Referring expression data
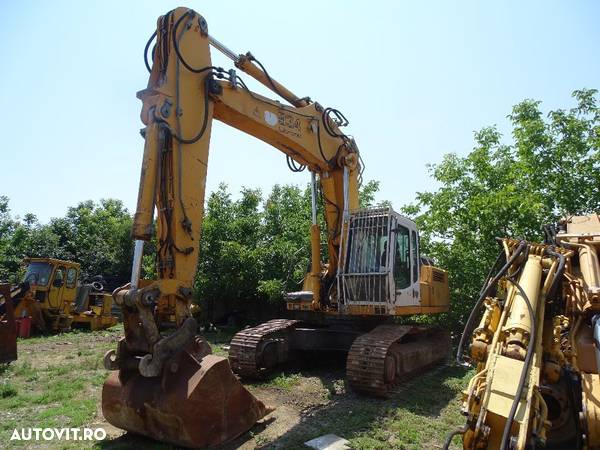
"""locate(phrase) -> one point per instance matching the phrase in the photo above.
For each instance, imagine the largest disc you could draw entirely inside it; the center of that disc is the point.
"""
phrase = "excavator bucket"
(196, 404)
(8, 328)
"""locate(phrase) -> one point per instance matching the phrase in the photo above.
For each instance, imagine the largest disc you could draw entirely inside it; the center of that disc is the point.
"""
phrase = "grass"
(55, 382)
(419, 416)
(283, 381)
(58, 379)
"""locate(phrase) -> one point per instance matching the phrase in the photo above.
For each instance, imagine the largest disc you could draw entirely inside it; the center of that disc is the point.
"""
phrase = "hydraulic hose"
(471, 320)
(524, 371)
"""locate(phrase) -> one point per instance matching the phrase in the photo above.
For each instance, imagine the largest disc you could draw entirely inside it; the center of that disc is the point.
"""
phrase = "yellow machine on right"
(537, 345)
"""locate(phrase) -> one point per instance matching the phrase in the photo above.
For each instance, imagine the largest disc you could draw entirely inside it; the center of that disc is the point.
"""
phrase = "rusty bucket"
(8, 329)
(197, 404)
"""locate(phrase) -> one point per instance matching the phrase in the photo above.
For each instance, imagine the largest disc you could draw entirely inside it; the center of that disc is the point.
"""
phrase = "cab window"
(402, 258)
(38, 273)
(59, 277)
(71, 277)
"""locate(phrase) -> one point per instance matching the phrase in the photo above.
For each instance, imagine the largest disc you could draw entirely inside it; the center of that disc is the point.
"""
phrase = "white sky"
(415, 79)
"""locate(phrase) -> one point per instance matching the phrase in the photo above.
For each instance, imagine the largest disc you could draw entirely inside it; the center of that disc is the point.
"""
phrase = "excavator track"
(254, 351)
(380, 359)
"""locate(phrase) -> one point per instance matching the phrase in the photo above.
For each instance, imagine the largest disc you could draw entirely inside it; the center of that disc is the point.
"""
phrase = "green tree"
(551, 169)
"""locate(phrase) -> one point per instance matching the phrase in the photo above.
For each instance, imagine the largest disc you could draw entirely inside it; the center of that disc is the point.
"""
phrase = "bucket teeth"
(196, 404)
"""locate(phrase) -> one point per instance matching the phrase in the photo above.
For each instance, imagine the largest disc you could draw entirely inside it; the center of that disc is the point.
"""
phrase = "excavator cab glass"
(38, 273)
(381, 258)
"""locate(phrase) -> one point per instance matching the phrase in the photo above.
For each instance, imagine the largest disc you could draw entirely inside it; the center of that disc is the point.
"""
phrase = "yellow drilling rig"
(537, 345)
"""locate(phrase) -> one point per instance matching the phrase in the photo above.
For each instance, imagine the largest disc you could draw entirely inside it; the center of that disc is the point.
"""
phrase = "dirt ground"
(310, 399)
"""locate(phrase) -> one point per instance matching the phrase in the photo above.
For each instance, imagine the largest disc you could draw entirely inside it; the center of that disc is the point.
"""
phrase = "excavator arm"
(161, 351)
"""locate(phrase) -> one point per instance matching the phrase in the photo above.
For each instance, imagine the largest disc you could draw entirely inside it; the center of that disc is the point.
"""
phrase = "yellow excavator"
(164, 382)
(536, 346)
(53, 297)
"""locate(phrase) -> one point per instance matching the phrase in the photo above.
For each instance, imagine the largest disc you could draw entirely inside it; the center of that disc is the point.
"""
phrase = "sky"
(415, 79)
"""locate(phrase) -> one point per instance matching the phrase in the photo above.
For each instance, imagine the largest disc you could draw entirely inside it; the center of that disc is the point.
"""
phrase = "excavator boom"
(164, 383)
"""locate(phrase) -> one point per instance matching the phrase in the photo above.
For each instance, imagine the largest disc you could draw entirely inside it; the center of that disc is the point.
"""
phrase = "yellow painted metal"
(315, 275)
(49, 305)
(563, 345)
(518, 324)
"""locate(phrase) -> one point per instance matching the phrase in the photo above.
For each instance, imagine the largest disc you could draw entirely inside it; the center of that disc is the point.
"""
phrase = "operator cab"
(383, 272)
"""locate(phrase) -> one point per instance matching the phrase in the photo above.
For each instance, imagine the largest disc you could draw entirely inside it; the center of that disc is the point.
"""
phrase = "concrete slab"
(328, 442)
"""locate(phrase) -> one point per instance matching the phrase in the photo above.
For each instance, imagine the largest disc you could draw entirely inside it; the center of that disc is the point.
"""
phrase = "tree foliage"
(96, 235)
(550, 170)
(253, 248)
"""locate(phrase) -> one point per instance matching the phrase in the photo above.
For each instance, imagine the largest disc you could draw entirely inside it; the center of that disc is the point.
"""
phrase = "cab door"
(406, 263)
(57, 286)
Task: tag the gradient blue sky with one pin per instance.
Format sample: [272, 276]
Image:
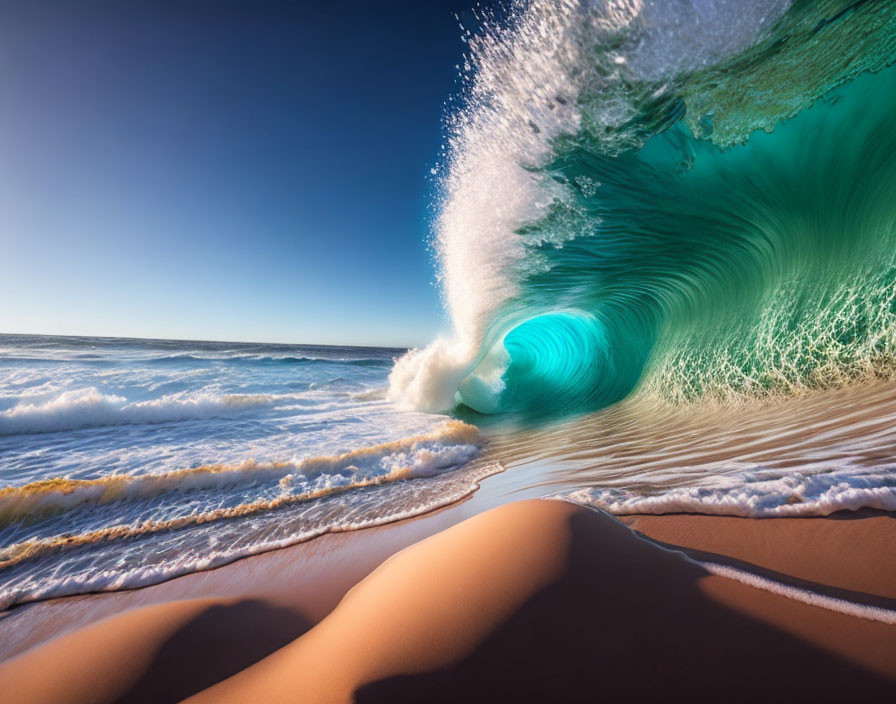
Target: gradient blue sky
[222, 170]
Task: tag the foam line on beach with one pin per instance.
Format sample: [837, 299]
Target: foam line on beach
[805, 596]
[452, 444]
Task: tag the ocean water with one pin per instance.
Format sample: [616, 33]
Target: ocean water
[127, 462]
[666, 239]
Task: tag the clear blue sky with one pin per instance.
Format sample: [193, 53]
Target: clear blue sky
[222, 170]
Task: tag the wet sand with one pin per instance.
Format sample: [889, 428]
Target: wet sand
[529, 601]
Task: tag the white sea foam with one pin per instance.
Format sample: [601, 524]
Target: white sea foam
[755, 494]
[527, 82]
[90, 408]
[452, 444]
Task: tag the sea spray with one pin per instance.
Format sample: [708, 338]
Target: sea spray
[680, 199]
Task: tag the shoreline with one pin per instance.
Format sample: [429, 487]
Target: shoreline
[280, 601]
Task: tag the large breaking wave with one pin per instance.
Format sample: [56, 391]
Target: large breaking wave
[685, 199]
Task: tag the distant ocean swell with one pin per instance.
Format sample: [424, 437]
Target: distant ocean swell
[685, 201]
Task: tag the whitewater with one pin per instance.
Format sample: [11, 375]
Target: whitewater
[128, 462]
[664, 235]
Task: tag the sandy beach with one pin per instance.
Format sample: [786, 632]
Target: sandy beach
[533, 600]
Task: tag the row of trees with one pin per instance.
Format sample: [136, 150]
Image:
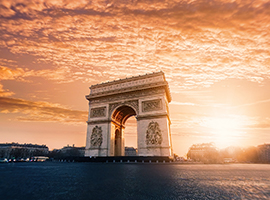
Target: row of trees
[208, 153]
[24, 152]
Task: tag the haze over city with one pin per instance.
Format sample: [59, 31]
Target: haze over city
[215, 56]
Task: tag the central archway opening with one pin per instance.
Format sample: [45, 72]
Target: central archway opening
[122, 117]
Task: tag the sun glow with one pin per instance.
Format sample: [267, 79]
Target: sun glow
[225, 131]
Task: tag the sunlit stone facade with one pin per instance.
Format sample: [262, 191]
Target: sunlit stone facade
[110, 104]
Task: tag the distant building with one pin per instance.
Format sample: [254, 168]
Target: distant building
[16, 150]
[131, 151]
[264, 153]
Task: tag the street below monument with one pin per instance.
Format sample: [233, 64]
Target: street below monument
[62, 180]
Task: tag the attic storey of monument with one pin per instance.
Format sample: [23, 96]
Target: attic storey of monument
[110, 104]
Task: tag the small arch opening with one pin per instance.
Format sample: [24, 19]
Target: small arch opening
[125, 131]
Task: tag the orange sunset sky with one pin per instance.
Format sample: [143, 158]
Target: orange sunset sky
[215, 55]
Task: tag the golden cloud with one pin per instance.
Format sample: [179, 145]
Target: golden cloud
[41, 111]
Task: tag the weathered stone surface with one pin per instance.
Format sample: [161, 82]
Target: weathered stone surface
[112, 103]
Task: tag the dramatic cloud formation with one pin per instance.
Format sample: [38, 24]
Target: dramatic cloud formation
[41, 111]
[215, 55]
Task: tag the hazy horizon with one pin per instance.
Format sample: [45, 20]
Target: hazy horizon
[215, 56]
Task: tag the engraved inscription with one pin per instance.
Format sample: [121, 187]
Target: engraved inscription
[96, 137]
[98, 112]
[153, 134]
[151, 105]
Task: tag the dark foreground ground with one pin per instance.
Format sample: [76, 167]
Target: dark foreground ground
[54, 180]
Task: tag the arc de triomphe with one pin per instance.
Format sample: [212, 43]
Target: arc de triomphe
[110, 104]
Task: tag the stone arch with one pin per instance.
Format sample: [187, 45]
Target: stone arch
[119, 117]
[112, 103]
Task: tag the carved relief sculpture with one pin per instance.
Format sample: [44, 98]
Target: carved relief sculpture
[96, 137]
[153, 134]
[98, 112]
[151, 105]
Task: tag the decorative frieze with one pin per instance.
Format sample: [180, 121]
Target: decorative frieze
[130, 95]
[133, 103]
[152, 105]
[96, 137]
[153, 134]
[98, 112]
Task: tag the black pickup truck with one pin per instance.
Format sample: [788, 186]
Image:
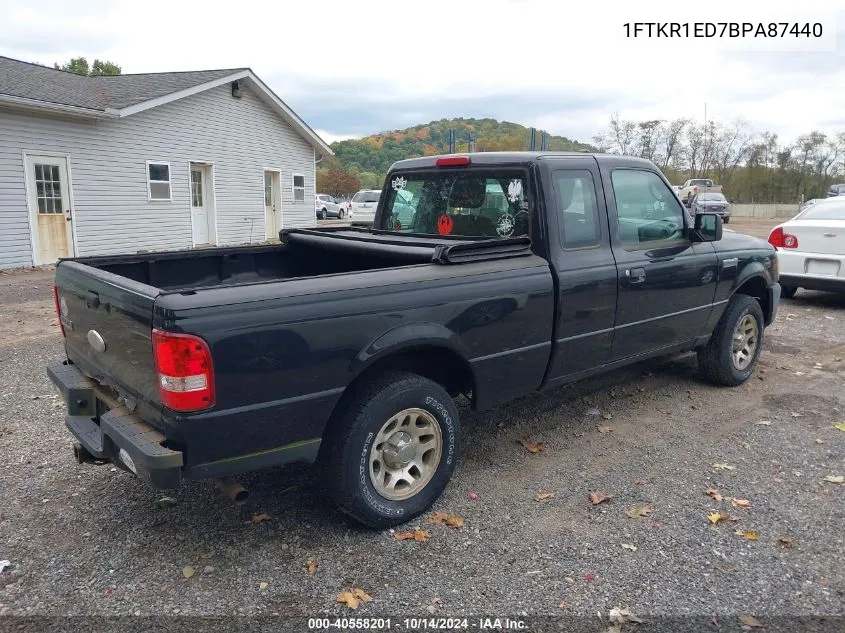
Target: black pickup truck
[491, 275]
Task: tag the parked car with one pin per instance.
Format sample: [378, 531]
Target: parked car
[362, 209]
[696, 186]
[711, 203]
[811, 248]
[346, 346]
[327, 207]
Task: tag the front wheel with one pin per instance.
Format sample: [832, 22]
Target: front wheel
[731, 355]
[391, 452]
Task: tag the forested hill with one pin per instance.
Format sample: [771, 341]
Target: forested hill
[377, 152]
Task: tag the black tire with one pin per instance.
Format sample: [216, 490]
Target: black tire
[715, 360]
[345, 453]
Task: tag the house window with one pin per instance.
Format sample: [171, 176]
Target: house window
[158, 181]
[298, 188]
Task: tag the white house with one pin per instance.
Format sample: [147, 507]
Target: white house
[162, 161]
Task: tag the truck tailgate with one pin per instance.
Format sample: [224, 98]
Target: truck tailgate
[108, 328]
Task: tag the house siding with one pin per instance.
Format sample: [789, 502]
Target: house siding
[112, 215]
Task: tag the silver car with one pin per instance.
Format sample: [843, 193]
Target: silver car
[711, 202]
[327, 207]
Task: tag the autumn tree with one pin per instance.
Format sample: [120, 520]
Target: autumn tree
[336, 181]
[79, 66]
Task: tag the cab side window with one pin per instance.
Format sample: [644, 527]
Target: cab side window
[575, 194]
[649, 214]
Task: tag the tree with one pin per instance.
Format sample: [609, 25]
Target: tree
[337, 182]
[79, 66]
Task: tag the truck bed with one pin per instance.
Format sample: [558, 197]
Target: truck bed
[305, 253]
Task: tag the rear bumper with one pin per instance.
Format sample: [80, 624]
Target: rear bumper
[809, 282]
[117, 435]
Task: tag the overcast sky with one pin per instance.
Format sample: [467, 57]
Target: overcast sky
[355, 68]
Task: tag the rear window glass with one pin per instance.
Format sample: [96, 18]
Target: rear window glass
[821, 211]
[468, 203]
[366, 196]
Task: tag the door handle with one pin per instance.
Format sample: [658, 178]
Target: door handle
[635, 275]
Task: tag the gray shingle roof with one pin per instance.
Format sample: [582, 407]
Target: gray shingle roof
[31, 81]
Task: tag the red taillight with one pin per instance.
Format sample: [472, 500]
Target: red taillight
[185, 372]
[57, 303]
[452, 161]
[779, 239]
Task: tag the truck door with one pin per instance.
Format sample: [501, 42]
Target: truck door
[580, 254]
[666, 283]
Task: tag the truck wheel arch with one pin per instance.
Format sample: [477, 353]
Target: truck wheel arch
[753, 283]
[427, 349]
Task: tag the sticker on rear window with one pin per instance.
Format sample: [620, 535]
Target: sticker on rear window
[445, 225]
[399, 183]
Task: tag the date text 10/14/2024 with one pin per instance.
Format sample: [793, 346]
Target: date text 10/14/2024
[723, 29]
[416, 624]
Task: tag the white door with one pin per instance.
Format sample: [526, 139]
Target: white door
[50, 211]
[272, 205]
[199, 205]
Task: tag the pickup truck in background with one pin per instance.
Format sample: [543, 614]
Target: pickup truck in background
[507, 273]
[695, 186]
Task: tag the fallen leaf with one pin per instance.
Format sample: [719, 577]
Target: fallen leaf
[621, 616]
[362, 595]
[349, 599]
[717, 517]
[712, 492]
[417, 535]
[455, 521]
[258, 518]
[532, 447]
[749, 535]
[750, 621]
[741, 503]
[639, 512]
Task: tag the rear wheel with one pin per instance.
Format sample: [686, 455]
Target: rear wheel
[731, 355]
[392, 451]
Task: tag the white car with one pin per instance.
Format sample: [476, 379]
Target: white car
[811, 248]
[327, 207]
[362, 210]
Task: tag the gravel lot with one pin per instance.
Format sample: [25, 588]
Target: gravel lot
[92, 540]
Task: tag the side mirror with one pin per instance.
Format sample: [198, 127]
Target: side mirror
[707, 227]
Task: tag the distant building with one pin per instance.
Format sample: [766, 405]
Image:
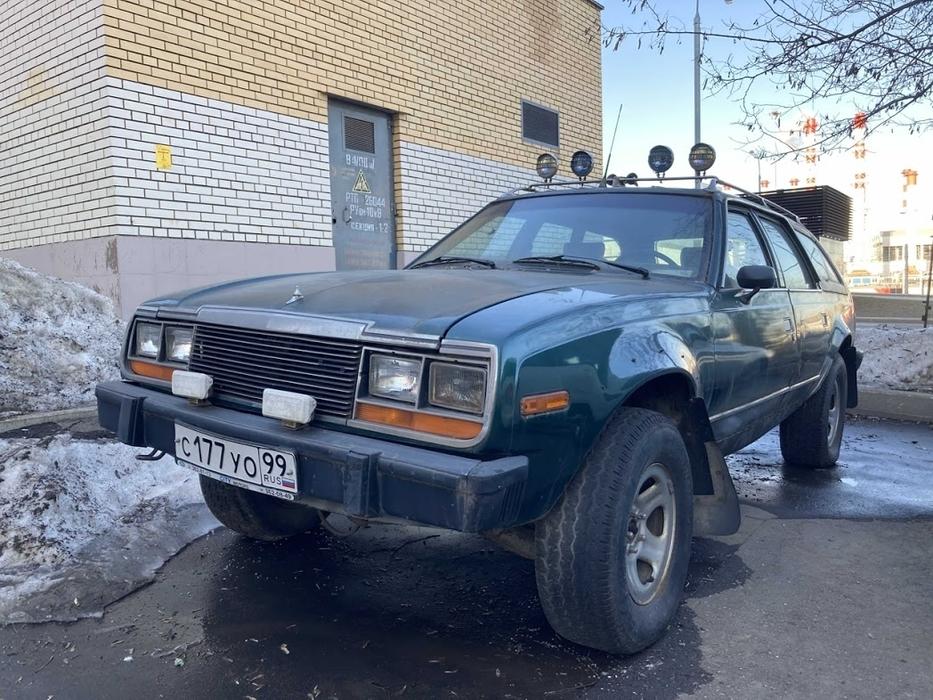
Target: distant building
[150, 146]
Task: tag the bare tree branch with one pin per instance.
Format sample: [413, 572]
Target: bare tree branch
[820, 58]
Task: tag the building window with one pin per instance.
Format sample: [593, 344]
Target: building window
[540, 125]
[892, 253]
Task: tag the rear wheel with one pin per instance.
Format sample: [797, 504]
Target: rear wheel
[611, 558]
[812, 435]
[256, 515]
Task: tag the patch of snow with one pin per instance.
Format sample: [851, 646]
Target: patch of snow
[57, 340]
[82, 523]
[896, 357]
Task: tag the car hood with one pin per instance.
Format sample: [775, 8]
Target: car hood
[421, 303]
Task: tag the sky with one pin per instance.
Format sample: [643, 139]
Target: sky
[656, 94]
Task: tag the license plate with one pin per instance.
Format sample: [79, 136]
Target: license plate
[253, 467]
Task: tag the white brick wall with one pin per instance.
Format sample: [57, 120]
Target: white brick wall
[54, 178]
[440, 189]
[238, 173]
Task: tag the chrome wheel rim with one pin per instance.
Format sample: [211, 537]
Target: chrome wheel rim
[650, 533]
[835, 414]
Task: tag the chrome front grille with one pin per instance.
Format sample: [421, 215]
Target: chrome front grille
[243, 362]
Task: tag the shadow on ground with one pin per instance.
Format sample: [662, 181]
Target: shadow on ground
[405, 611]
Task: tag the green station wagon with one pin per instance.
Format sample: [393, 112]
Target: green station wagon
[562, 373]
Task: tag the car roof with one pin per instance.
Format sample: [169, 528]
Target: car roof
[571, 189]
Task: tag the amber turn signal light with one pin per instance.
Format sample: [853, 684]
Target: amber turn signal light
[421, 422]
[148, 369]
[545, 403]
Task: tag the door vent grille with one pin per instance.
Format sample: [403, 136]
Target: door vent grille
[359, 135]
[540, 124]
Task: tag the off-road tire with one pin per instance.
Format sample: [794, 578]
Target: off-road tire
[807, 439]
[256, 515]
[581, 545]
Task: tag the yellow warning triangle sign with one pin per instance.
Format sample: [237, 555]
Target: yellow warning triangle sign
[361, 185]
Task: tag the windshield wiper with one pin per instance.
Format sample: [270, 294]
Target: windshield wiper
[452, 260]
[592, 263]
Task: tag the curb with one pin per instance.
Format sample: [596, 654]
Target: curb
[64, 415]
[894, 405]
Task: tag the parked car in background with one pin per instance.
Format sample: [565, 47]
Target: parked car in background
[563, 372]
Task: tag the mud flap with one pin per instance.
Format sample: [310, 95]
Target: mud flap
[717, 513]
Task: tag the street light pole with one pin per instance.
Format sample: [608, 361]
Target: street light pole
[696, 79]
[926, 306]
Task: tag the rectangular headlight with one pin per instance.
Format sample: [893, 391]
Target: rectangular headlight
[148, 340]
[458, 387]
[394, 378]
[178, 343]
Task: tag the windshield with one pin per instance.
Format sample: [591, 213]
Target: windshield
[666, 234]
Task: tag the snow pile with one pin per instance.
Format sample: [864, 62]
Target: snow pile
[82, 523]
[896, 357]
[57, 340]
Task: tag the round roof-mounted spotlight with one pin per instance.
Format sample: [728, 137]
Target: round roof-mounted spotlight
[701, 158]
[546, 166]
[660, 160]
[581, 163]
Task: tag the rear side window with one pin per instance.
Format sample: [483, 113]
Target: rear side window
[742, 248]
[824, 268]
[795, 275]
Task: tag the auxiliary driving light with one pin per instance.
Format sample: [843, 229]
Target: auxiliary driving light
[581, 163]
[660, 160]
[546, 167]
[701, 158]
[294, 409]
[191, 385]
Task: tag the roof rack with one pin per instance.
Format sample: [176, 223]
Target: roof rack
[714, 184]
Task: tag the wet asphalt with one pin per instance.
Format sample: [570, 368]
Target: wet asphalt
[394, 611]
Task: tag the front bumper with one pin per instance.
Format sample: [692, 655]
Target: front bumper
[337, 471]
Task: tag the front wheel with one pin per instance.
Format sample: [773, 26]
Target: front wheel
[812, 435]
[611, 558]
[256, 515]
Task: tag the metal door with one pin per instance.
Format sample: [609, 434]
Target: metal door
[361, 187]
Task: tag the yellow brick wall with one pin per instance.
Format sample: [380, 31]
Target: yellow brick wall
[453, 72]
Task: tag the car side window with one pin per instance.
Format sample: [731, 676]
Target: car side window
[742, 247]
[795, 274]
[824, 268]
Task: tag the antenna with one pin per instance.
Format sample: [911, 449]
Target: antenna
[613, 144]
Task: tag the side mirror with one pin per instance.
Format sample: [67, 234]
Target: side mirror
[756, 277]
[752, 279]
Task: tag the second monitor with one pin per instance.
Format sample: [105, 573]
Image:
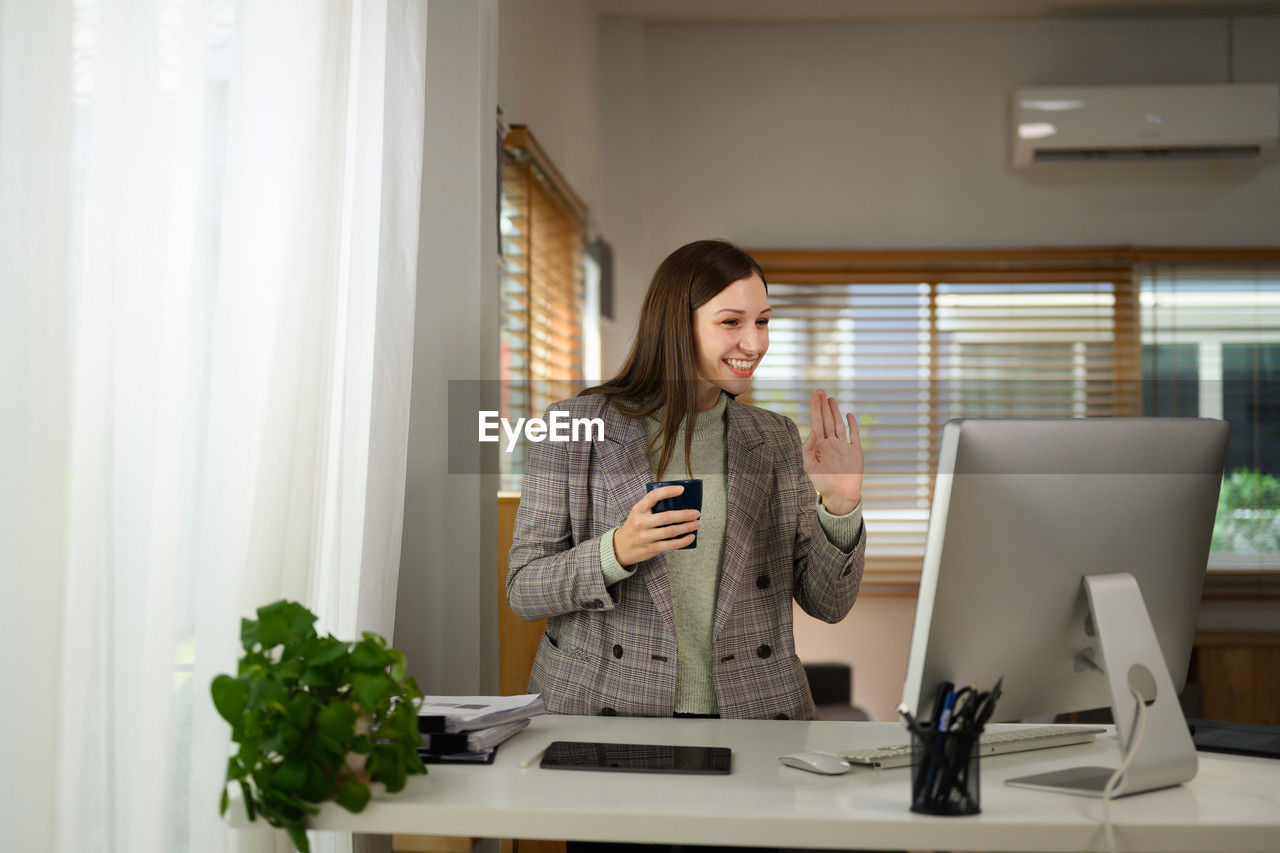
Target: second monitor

#### [WORK TASK]
Show a copy of each line from the records above in which the string "monitor" occurs.

#### [COMPLETED TASK]
Task: tag the second monitor with one pin per instance.
Target: second monitor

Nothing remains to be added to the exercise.